_Page extract_
I believe such a change would be source-compatible, but might require
some severe changes at the bytecode/class-file-format level, to allow
to specify such a lower bound in a type signature. Such a change should
be possible in a way, that old class-files can still be used. e.g.:
get9th:(]10I)I (currently without bounds: get9th:([I)I )

Methods could overload others just for different length-bounds.
The one with the largest provably satisfyable length-bound would be
chosen among those with otherwise matching signature.

I believe that there will be no issue about contravariance with this
scenario, thus no need to ever specify upper-bounds. If I'm missing
something, I'd be interested to know.

Any technical flaws so far?

One reason that might thwart it could be, that arrays are already
a step-child of Java (generics), so anything about improving on
them may be seen as a down-side, generally, for conceivably making
them more safe, thus more inviting to be used.
Another one could be, that ArrayIndexOutOfBoundsExceptions are
not currently perceived as a problem that could be alleviated
by static checks, anyway.
 
J

Joshua Cranmer

I believe such a change would be source-compatible, but might require
some severe changes at the bytecode/class-file-format level, to allow
to specify such a lower bound in a type signature. Such a change should
be possible in a way, that old class-files can still be used. e.g.:
get9th:(]10I)I (currently without bounds: get9th:([I)I )

You could do it by adding a few new annotations, one to annotate
min-length values for method parameters/return value and one for the
fields. Note that this means that the type information is lost at
runtime, so an int[123] is sugared at runtime as int[] and could not be
exposed as int[123] (you would also have to add more information into
the LocalVariableTable).

The issue you get here is that often times the size of the array bound
isn't useful in terms of a static number constant, but rather in terms
of previous constants, e.g. if you want to get the i'th pixel of an rgb
pixel byte array, you need to guarantee that the length is at least 3 * i.

On the other hand, I'm not sure the utility of this is particularly
great. You wouldn't be able to avoid any more runtime checks beyond what
the JIT could most likely already optimize out.

(Records)
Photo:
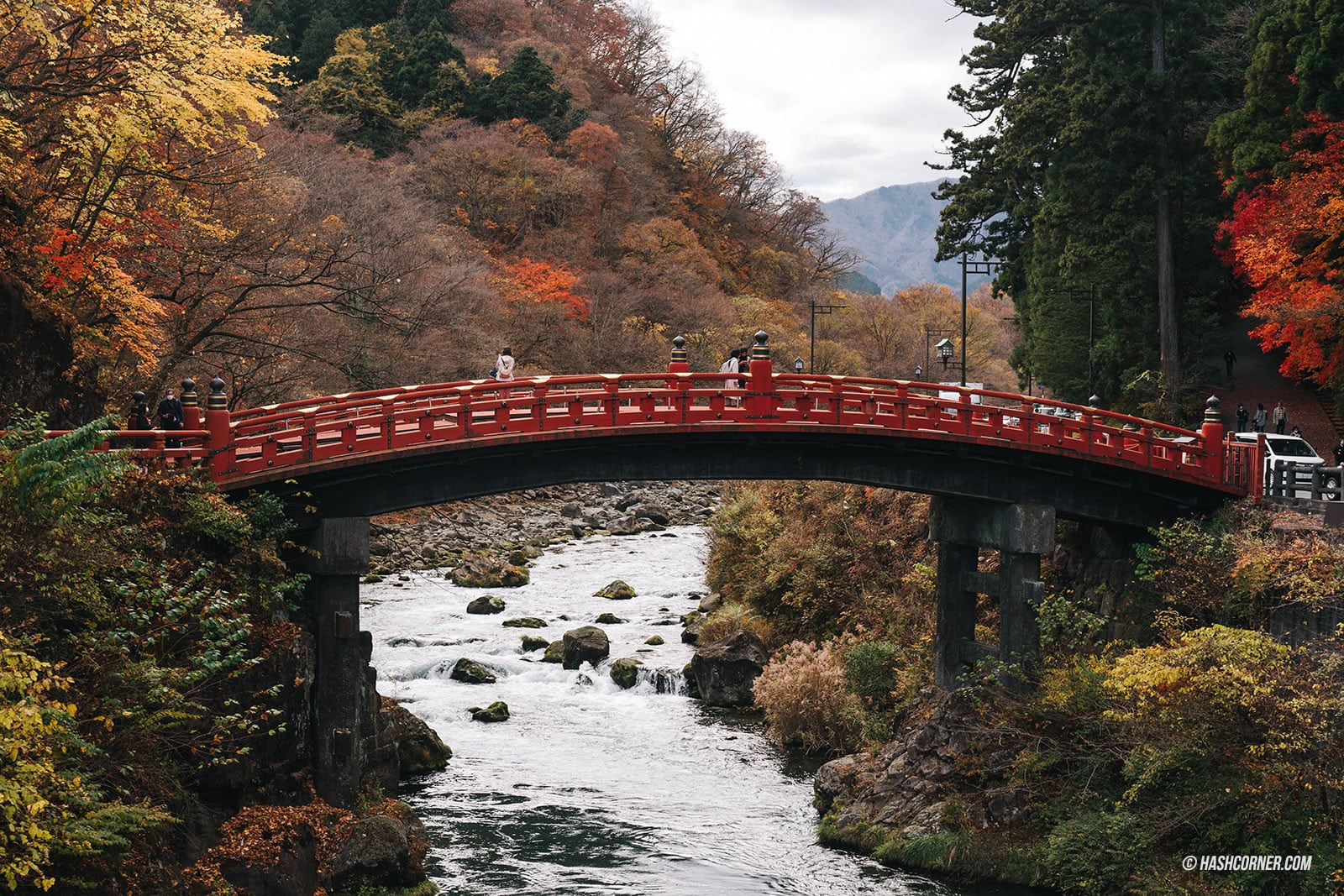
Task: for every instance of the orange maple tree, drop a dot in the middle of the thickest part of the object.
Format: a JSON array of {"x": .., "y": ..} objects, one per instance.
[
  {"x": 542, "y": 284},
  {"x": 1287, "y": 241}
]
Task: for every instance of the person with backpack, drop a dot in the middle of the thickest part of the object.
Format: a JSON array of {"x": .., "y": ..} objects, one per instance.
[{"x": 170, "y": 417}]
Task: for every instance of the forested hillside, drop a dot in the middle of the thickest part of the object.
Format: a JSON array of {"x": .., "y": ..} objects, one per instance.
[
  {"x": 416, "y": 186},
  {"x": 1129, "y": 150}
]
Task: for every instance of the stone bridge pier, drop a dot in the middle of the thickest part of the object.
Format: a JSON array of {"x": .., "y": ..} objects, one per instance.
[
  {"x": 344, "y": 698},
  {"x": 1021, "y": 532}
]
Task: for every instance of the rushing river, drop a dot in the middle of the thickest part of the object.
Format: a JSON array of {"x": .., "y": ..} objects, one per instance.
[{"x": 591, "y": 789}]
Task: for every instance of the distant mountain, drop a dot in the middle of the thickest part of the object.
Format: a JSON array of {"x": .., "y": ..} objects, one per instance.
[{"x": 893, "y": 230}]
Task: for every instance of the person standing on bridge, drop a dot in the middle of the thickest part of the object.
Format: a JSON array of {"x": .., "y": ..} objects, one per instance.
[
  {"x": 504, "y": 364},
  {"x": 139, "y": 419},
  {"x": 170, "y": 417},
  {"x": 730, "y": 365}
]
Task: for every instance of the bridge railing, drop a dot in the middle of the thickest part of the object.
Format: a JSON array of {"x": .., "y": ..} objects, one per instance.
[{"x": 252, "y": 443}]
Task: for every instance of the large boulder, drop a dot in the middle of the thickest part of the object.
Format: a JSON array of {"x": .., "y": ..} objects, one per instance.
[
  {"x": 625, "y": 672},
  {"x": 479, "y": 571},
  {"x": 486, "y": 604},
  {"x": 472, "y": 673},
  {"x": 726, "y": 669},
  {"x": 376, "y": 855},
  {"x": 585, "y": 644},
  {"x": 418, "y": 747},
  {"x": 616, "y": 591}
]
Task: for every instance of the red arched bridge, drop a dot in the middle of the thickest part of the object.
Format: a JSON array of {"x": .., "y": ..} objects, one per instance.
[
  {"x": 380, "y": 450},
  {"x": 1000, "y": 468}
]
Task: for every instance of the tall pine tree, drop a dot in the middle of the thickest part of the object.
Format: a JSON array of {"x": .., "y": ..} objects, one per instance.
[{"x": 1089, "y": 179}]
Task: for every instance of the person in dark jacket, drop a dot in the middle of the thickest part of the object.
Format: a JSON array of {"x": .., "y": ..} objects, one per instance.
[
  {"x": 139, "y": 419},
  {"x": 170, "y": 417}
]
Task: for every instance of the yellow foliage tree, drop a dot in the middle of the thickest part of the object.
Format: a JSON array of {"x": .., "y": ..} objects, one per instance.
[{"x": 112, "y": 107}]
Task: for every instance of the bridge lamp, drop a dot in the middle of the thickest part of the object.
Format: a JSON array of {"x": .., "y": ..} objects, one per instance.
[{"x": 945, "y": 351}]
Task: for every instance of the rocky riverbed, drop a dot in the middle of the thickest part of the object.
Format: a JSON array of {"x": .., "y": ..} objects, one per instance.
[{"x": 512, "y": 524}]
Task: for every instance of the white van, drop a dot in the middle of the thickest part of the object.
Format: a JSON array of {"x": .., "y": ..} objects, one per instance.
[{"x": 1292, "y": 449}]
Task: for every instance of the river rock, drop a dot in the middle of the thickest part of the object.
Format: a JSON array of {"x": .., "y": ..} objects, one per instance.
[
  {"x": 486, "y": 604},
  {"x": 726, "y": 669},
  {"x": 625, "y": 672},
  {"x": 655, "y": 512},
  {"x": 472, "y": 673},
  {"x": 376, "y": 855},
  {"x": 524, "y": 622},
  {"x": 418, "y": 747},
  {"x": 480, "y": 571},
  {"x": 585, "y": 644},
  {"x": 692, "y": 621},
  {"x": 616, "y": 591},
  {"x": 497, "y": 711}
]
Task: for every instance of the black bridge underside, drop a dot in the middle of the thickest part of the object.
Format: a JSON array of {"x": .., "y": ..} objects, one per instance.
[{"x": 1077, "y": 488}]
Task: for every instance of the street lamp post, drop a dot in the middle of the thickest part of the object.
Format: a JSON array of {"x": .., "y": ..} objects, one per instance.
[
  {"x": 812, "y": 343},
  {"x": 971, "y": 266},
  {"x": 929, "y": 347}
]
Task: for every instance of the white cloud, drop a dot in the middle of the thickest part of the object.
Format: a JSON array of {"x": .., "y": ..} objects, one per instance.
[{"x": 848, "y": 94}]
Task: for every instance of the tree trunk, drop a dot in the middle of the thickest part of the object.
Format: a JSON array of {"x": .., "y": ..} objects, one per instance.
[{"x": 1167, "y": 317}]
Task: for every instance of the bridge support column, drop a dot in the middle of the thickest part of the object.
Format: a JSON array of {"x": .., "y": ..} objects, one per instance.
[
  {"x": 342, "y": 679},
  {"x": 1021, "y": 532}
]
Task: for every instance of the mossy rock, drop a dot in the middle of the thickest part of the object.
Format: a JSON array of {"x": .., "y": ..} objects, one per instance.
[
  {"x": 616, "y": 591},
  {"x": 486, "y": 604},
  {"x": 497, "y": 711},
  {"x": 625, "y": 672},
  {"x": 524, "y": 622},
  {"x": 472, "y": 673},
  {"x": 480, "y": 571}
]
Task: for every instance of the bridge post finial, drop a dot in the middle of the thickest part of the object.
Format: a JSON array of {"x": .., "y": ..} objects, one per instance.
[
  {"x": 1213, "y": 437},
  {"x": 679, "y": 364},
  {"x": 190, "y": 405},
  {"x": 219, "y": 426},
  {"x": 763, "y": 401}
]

_What you will do_
Duplicate the passage of the thread on array length bounds in Java from "I believe that" to "to be used.". None of the records is needed for the work here.

_Task result_
I believe that there will be no issue about contravariance with this
scenario, thus no need to ever specify upper-bounds. If I'm missing
something, I'd be interested to know.

Any technical flaws so far?

One reason that might thwart it could be, that arrays are already
a step-child of Java (generics), so anything about improving on
them may be seen as a down-side, generally, for conceivably making
them more safe, thus more inviting to be used.